- _What you will do_: Check every line below for the word "white" and copy the ones that have it.

______

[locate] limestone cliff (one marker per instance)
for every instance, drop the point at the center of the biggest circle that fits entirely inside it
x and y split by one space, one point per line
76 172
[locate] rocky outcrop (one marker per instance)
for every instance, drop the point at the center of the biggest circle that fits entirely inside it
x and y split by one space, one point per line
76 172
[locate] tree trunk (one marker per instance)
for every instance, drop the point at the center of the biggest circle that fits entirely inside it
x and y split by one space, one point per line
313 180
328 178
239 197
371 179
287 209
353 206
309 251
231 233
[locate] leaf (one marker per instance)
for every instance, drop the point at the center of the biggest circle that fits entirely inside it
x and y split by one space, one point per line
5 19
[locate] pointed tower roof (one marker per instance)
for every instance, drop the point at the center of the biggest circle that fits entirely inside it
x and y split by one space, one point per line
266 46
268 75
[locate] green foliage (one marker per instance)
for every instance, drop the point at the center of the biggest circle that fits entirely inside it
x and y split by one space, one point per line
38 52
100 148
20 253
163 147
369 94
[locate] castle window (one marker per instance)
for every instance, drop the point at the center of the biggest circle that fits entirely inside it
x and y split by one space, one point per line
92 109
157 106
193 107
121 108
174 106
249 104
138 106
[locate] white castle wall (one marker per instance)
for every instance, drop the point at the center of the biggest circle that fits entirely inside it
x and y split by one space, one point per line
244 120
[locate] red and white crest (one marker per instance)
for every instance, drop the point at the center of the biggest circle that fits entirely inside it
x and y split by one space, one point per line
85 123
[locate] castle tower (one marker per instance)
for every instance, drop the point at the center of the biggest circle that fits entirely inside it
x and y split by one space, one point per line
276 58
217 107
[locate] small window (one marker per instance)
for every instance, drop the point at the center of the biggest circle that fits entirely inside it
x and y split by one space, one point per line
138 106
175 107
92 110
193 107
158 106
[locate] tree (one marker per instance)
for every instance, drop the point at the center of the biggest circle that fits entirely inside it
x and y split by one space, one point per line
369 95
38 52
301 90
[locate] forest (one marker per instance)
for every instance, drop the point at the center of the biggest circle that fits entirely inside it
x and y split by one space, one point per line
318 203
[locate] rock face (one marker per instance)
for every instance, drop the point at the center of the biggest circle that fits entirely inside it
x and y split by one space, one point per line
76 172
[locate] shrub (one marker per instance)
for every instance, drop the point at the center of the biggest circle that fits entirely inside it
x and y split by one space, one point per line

______

- _Answer space_:
[locate] white castle wall (one marker per instance)
[locate] red and white crest (one marker per instance)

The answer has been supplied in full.